▸ **What to produce**: From the entries below, reproduce exactly the line containing "Target: airport terminal interior", the line containing "Where can the woman with", and every line in between, with nothing added.

(Region pointing data)
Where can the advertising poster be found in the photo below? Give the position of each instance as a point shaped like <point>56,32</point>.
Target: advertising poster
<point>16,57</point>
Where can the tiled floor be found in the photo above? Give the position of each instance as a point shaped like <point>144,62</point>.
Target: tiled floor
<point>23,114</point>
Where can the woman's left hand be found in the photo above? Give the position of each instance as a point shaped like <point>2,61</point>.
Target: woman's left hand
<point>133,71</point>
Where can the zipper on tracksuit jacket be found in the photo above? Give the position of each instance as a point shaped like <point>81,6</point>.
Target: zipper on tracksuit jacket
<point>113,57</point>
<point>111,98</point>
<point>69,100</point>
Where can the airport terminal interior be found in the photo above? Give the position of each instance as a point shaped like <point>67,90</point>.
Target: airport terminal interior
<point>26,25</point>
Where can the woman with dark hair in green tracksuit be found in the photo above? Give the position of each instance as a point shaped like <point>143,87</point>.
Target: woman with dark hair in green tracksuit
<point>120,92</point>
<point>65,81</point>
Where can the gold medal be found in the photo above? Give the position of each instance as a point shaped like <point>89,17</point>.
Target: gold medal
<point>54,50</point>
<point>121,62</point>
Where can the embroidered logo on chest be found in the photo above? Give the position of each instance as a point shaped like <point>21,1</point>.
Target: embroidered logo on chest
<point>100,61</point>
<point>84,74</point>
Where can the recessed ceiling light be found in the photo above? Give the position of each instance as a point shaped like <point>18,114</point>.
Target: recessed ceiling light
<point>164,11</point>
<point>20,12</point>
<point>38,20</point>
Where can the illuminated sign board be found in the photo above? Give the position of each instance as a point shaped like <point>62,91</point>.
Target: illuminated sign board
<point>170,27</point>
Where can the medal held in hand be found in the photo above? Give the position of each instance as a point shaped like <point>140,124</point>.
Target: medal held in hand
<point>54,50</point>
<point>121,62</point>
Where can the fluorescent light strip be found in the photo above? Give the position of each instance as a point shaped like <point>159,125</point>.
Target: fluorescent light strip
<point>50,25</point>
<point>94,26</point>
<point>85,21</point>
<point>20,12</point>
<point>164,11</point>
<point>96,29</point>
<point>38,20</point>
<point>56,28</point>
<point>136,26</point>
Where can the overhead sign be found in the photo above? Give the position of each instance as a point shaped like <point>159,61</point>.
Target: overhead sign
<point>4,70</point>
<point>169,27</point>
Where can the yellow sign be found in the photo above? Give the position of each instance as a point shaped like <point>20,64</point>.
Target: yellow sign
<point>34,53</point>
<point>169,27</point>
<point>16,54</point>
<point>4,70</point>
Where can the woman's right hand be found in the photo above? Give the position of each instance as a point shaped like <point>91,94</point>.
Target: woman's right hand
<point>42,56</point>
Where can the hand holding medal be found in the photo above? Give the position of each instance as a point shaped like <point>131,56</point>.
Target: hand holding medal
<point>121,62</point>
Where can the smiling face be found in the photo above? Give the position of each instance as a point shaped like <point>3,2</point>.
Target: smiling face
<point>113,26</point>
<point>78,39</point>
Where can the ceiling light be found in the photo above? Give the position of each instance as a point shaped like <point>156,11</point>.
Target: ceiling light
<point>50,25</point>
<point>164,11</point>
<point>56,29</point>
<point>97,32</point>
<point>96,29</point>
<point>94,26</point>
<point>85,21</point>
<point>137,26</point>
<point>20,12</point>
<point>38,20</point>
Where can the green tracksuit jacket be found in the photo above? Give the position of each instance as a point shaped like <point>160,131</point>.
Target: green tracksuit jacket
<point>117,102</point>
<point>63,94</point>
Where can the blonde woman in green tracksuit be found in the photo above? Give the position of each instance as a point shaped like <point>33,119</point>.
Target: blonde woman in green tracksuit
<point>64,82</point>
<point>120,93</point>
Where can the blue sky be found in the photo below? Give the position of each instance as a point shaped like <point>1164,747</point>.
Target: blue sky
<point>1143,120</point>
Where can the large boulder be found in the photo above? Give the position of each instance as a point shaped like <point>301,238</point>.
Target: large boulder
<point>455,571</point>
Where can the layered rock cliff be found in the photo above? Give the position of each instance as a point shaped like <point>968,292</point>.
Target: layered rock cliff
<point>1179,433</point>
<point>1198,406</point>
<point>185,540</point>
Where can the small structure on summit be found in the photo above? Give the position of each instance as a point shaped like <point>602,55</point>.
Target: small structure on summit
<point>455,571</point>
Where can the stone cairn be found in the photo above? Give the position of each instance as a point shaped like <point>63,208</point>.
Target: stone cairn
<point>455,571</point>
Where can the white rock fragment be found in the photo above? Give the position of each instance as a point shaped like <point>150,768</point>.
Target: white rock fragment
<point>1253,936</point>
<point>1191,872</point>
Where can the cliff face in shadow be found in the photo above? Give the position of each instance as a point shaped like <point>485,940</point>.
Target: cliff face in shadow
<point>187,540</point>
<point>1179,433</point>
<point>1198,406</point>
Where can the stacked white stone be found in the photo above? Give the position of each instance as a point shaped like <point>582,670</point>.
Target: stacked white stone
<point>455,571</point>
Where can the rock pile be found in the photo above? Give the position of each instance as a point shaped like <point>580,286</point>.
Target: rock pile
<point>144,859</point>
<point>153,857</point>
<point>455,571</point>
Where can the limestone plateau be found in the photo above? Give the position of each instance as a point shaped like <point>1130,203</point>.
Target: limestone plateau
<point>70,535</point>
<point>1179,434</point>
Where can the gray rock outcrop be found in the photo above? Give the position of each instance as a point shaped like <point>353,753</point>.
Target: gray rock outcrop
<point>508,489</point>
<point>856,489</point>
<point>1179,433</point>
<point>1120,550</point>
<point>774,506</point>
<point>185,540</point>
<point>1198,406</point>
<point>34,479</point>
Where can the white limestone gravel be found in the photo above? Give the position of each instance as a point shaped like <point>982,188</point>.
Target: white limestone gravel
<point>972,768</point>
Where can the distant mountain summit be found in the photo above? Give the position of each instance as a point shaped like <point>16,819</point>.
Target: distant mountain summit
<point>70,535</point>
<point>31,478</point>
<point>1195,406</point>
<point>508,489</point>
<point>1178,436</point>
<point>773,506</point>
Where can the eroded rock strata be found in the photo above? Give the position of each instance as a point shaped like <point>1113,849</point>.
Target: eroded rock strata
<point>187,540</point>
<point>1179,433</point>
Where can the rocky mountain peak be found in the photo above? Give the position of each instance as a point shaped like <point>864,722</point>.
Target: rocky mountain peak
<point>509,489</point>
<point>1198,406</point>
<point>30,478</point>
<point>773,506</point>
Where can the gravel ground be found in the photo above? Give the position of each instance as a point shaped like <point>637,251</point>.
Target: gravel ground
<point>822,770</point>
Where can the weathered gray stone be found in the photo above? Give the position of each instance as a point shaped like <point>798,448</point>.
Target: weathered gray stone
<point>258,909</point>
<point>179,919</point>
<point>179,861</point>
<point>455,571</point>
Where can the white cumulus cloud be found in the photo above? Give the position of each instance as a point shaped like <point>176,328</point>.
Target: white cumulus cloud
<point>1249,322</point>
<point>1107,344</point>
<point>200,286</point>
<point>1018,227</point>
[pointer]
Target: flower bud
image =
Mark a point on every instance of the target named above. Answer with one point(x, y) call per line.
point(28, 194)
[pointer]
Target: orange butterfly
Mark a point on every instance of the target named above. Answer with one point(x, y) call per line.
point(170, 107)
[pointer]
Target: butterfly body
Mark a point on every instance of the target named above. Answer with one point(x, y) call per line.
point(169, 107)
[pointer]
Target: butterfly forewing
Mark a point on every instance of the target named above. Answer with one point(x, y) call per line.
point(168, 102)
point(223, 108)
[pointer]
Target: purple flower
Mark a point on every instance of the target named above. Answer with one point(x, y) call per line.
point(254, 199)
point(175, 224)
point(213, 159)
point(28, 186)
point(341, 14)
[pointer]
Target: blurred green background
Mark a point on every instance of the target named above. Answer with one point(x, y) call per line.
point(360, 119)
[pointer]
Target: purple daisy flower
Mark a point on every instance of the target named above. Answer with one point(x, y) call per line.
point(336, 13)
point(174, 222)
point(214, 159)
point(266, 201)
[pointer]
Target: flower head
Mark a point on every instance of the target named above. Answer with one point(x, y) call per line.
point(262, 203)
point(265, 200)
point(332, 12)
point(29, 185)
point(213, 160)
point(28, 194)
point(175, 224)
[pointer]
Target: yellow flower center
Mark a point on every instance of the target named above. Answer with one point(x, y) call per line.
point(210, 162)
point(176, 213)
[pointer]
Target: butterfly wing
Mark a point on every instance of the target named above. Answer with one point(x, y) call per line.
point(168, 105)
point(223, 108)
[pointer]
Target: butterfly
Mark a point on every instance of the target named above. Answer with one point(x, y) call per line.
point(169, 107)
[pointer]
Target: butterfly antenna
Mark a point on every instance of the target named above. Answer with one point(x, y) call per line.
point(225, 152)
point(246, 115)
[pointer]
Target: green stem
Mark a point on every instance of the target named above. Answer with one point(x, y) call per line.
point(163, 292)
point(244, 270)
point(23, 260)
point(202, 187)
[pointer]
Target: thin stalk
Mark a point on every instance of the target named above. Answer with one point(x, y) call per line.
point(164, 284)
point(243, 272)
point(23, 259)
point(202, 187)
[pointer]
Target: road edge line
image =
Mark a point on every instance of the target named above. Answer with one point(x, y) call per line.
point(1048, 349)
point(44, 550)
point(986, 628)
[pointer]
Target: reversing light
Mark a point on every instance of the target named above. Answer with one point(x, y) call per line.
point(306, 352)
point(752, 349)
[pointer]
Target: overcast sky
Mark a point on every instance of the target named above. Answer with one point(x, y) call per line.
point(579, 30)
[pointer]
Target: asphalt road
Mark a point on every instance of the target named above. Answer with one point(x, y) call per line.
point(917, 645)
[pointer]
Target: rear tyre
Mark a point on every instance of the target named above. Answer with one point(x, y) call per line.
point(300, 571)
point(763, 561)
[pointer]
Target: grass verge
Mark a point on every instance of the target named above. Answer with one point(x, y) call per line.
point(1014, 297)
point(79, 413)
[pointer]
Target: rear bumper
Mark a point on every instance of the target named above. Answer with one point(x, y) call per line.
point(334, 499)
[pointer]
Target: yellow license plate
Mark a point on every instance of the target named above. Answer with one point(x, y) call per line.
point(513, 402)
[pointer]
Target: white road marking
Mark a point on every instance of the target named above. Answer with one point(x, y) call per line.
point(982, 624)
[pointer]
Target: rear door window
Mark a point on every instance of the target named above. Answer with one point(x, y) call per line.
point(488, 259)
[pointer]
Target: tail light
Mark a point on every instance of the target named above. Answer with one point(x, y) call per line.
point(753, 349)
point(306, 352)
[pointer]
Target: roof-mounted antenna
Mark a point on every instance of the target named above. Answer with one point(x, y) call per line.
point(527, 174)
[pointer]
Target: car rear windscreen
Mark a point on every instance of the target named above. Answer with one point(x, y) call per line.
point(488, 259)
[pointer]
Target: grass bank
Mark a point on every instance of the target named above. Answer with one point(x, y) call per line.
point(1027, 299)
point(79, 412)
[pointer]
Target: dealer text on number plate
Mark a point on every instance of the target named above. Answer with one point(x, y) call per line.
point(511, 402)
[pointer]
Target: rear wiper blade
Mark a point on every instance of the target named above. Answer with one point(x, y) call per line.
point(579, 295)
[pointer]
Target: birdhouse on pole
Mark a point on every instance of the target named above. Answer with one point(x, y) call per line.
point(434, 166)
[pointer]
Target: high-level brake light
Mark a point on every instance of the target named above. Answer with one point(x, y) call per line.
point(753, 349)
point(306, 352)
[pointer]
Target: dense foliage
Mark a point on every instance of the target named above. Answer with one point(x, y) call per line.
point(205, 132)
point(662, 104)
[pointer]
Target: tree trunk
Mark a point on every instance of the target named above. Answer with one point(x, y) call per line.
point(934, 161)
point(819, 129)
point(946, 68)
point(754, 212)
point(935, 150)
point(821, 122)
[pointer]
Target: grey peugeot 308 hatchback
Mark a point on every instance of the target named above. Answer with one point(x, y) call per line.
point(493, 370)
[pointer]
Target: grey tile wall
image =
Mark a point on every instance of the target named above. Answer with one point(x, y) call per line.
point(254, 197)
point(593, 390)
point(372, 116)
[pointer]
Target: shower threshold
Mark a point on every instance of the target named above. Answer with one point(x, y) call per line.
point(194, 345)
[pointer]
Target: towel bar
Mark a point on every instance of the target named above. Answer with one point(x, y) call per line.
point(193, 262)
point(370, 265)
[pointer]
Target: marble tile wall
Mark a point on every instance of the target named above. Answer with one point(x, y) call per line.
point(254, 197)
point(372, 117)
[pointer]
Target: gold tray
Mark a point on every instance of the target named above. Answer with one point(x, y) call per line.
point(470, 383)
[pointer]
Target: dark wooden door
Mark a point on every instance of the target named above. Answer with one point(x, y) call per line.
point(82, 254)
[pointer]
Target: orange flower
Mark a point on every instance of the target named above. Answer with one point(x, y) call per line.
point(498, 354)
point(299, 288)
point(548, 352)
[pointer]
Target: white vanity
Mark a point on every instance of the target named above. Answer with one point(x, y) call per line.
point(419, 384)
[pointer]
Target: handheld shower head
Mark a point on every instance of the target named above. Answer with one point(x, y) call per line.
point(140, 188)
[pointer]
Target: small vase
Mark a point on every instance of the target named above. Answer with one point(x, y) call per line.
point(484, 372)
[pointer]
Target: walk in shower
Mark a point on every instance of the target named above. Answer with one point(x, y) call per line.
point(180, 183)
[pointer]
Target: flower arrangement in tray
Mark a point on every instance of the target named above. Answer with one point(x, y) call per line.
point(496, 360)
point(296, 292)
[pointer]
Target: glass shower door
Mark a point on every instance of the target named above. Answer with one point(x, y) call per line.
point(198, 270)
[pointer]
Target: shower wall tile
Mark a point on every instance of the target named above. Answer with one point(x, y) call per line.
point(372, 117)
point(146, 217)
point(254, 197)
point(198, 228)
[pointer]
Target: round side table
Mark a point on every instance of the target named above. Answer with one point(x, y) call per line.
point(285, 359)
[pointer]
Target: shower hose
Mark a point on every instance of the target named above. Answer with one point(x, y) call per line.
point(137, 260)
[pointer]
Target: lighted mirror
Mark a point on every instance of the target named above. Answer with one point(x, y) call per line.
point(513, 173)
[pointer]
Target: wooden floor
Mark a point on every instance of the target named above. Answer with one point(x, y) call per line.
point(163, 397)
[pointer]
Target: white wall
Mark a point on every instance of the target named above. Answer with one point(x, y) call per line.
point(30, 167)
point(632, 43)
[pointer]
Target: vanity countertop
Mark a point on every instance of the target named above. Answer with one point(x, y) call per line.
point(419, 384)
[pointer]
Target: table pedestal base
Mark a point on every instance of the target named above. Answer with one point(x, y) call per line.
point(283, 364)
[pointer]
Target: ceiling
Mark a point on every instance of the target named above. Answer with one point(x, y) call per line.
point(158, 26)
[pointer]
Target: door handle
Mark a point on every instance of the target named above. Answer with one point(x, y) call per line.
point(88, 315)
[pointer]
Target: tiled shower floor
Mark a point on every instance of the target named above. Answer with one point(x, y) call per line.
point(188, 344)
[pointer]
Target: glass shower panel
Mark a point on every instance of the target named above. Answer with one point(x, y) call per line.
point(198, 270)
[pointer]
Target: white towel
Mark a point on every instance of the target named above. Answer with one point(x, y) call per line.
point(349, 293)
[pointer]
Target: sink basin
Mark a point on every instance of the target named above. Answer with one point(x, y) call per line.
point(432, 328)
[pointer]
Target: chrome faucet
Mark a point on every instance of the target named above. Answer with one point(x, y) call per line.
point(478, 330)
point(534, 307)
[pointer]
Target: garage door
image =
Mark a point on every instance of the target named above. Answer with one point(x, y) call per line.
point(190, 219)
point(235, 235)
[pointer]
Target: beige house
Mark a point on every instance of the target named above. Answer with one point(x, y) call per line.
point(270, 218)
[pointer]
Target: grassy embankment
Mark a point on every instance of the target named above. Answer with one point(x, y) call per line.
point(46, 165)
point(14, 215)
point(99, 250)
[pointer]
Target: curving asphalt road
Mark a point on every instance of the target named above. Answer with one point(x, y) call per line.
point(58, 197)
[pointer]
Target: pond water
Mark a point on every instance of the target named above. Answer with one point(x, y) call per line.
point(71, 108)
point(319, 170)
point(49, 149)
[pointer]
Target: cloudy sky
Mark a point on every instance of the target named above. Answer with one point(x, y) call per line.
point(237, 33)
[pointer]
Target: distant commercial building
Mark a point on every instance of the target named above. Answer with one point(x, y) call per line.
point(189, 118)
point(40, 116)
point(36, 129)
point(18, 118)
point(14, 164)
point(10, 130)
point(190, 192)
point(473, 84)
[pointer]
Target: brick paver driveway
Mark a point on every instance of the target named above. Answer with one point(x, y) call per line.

▸ **Completed exercise**:
Target: airport terminal interior
<point>26,25</point>
Where can the woman with dark hair in green tracksuit be found in the photo above? Give the position of each instance as a point shaped like <point>143,87</point>.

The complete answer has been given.